▸ REQUIRED TASK
Arrange the lines of the listing from its first line through the line holding "(0, 0), (178, 158)", inclusive, as a JSON list of strings with one string per line and no blank lines.

▸ MATERIAL FOR THE TASK
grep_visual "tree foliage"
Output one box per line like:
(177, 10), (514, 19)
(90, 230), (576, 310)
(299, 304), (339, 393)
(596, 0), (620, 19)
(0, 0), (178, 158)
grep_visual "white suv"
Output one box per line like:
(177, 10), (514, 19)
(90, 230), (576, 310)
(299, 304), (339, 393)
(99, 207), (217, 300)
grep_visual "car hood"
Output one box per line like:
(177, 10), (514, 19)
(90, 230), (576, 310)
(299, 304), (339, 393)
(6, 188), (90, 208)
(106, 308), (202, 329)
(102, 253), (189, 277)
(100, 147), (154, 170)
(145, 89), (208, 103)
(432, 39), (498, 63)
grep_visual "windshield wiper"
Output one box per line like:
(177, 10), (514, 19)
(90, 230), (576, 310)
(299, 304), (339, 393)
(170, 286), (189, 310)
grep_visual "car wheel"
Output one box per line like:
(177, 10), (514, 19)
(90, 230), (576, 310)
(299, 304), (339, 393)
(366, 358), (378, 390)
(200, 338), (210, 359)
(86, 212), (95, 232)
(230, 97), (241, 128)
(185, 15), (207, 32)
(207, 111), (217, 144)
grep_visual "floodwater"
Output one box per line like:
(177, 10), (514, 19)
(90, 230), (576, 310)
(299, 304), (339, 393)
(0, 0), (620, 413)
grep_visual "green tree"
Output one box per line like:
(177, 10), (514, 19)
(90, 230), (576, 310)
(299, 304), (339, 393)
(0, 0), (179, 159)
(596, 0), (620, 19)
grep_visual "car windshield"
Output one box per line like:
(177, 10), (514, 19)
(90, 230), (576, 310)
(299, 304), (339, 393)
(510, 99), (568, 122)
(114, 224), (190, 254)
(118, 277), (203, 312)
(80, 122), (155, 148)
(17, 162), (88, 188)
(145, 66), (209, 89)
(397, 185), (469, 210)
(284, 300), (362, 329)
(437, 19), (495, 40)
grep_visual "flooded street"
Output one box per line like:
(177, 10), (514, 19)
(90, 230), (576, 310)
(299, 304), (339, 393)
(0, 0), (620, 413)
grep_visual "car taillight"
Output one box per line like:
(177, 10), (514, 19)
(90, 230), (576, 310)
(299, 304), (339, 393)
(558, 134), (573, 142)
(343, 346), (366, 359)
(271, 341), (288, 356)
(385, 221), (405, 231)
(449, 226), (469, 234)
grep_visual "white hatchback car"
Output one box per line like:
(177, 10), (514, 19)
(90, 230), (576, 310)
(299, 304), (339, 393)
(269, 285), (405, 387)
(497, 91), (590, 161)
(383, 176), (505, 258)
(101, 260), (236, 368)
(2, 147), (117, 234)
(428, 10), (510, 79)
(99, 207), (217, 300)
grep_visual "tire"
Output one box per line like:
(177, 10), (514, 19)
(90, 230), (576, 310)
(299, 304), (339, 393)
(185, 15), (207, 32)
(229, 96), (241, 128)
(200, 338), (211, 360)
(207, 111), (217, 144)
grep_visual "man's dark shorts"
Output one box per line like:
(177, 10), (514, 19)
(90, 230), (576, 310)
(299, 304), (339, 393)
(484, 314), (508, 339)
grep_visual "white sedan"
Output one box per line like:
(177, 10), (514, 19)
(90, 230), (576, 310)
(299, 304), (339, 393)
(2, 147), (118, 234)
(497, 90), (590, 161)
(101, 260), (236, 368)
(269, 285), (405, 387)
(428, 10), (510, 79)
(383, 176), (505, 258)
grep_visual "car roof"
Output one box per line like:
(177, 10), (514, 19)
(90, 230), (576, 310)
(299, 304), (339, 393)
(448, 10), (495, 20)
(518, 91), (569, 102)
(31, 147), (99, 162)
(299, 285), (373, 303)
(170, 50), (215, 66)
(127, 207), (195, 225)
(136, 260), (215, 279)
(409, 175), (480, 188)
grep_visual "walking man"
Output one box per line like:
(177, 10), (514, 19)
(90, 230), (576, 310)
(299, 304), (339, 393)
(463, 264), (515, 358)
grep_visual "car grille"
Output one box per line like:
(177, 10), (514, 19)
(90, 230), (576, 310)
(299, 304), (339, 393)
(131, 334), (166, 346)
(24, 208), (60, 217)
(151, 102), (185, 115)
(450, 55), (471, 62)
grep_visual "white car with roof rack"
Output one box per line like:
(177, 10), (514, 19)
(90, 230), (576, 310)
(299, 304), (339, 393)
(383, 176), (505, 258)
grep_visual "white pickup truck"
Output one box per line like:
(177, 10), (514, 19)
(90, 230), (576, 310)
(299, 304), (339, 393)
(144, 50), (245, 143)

▸ TASK ANSWER
[
  "grep_visual \"tree foliage\"",
  "Output one box per line like:",
  "(177, 10), (514, 19)",
  "(90, 230), (576, 310)",
  "(299, 304), (339, 393)",
  "(596, 0), (620, 19)",
  "(0, 0), (178, 158)"
]